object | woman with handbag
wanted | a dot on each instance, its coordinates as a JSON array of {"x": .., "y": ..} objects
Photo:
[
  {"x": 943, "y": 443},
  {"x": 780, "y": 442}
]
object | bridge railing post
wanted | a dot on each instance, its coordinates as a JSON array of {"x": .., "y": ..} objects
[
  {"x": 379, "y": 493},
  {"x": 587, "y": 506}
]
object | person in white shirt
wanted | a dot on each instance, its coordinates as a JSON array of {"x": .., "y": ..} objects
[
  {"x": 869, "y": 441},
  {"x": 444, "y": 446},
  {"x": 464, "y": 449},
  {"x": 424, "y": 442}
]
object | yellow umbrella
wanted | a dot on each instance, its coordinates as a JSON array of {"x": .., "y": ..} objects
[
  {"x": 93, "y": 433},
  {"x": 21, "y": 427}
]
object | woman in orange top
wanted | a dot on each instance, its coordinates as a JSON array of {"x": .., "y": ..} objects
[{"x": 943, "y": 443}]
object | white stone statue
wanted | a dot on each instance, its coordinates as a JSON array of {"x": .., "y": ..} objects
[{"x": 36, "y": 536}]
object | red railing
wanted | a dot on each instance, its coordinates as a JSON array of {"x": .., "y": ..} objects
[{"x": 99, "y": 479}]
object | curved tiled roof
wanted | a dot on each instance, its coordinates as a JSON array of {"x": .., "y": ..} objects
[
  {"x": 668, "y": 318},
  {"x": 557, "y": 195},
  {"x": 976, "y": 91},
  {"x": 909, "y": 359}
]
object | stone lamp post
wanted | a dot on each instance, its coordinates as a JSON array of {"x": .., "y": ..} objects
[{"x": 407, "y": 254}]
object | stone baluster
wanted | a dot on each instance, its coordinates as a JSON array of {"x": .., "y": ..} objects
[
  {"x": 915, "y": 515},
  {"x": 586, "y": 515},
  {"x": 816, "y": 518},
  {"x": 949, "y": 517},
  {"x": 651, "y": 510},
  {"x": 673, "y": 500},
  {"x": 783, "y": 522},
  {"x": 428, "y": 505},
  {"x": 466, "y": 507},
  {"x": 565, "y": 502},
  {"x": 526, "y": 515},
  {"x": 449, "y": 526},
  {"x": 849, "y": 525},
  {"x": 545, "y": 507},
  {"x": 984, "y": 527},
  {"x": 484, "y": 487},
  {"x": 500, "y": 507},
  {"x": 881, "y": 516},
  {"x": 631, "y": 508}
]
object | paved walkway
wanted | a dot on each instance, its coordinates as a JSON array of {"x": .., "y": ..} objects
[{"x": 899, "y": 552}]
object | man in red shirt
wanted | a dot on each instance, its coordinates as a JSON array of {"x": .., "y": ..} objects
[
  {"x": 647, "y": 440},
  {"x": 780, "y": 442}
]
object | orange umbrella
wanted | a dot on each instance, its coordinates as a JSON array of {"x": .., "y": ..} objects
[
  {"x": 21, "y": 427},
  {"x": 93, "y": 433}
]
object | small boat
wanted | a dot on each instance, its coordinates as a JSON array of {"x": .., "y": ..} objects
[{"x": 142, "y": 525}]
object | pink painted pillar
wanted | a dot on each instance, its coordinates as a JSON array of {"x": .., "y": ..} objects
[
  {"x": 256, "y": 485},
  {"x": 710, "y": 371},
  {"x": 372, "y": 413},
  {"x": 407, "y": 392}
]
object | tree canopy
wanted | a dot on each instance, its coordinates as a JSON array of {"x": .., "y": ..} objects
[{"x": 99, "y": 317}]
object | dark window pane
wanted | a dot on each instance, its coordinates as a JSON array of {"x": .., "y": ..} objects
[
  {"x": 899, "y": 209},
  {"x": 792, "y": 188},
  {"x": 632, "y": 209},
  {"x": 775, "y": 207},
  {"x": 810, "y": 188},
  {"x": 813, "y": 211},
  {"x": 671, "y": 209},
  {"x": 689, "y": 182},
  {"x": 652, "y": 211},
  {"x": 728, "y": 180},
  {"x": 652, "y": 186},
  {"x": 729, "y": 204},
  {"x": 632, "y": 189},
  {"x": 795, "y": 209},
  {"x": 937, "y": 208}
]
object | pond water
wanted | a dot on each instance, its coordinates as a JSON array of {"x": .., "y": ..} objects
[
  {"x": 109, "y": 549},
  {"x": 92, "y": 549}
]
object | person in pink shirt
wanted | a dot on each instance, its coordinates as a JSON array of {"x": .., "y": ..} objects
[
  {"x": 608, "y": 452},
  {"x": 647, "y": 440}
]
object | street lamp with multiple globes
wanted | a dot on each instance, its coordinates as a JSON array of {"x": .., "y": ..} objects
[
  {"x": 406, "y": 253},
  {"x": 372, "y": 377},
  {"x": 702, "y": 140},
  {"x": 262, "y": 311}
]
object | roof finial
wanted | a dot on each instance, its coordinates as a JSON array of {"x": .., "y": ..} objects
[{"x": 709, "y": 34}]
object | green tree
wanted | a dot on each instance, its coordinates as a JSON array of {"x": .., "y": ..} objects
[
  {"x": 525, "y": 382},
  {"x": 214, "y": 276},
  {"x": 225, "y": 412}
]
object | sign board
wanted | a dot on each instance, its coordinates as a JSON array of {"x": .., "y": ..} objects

» WHAT THE TASK REQUIRES
Rewrite all of the records above, replacing each "wanted" with "requested" and leaving everything else unchanged.

» ANSWER IN FULL
object | woman with handbag
requested | a dot on each instance, its coordinates as a JSON array of {"x": .., "y": ..} objects
Photo:
[
  {"x": 943, "y": 443},
  {"x": 780, "y": 442}
]
object | bridge railing post
requested | a dot on each instance, its coordinates as a JSON array of {"x": .., "y": ..} objects
[
  {"x": 379, "y": 493},
  {"x": 587, "y": 506}
]
object | person in white shirt
requested | a dot on each instance, its coordinates as a JSON array of {"x": .., "y": ..} objects
[
  {"x": 869, "y": 441},
  {"x": 444, "y": 446},
  {"x": 464, "y": 449},
  {"x": 424, "y": 442}
]
object | yellow umbrella
requested | a dot on each instance, its coordinates as a JSON array of {"x": .., "y": ..} objects
[
  {"x": 93, "y": 433},
  {"x": 21, "y": 427}
]
object | woman in orange top
requested | a dot on each instance, its coordinates as a JSON array of {"x": .., "y": ..} objects
[{"x": 943, "y": 443}]
object | white stone statue
requested | a dot on each instance, its coordinates as a JSON array of {"x": .., "y": ..} objects
[{"x": 36, "y": 536}]
object | red railing
requested | a dot on each instance, its coordinates as a JSON array of {"x": .., "y": ..} objects
[{"x": 99, "y": 479}]
object | curved tiled roof
requested | a dot on each instance, its coordinates as a JSON array of {"x": .., "y": ..} objects
[
  {"x": 668, "y": 318},
  {"x": 557, "y": 195},
  {"x": 976, "y": 91},
  {"x": 909, "y": 359}
]
object | stone lamp post
requested | a dot on each instance, its coordinates as a JSON array of {"x": .., "y": ..} objects
[{"x": 407, "y": 254}]
object | stone baluster
requested | a dot on each instance, its coordinates as a JSON array of {"x": .., "y": ..} objects
[
  {"x": 915, "y": 515},
  {"x": 586, "y": 515},
  {"x": 816, "y": 518},
  {"x": 949, "y": 517},
  {"x": 651, "y": 510},
  {"x": 673, "y": 500},
  {"x": 783, "y": 522},
  {"x": 428, "y": 505},
  {"x": 466, "y": 507},
  {"x": 565, "y": 502},
  {"x": 526, "y": 515},
  {"x": 449, "y": 526},
  {"x": 849, "y": 525},
  {"x": 545, "y": 507},
  {"x": 984, "y": 527},
  {"x": 484, "y": 487},
  {"x": 500, "y": 507},
  {"x": 881, "y": 516},
  {"x": 631, "y": 508}
]
object | paved walkway
requested | a dot on each instance, its coordinates as a JSON array of {"x": .., "y": ..} objects
[{"x": 899, "y": 552}]
object | man in red shirt
requested | a dot on each instance, its coordinates as a JSON array of {"x": .., "y": ..} objects
[
  {"x": 647, "y": 440},
  {"x": 780, "y": 442}
]
object | orange umbrella
requested | a dot on each instance, its coordinates as a JSON array of {"x": .., "y": ..} objects
[
  {"x": 21, "y": 427},
  {"x": 93, "y": 433}
]
object | small boat
requested | a dot on each instance, its coordinates as a JSON array of {"x": .., "y": ..} objects
[{"x": 142, "y": 525}]
object | pink painted pillar
requested | a dot on each instance, its coordinates as a JSON array of {"x": .., "y": ..} objects
[
  {"x": 256, "y": 485},
  {"x": 710, "y": 371},
  {"x": 372, "y": 413},
  {"x": 407, "y": 392}
]
object | tree canopy
requested | a dot on each instance, its coordinates as a JSON array of {"x": .., "y": ..} objects
[{"x": 99, "y": 317}]
object | dark window pane
requested | a dot on each instance, its coordinates as a JSON array of {"x": .., "y": ..} objects
[
  {"x": 899, "y": 209},
  {"x": 792, "y": 188},
  {"x": 632, "y": 209},
  {"x": 775, "y": 207},
  {"x": 810, "y": 188},
  {"x": 813, "y": 211},
  {"x": 671, "y": 209},
  {"x": 689, "y": 182},
  {"x": 652, "y": 211},
  {"x": 728, "y": 180},
  {"x": 652, "y": 186},
  {"x": 729, "y": 204},
  {"x": 632, "y": 189},
  {"x": 795, "y": 209},
  {"x": 937, "y": 208}
]
object | pond water
requested | a dot on each instance, its coordinates as a JSON array of {"x": .., "y": ..} objects
[
  {"x": 109, "y": 549},
  {"x": 92, "y": 549}
]
object | person in pink shirt
requested | a dot on each instance, its coordinates as a JSON array of {"x": .., "y": ..} objects
[
  {"x": 608, "y": 452},
  {"x": 647, "y": 440}
]
object | street lamp with multiple globes
requested | a dot on each instance, its coordinates as a JSON array of {"x": .., "y": ..} objects
[
  {"x": 406, "y": 253},
  {"x": 372, "y": 377},
  {"x": 702, "y": 140},
  {"x": 262, "y": 311}
]
object | roof finial
requested | a dot on each instance, its coordinates as a JSON array of {"x": .., "y": ..} objects
[{"x": 709, "y": 34}]
object | green tree
requested | a dot on each instance, its coordinates as a JSON array of {"x": .., "y": ..} objects
[
  {"x": 525, "y": 382},
  {"x": 214, "y": 276},
  {"x": 225, "y": 412}
]
object | sign board
requested | a dot on each instance, its coordinates as a JSON array of {"x": .., "y": ..} objects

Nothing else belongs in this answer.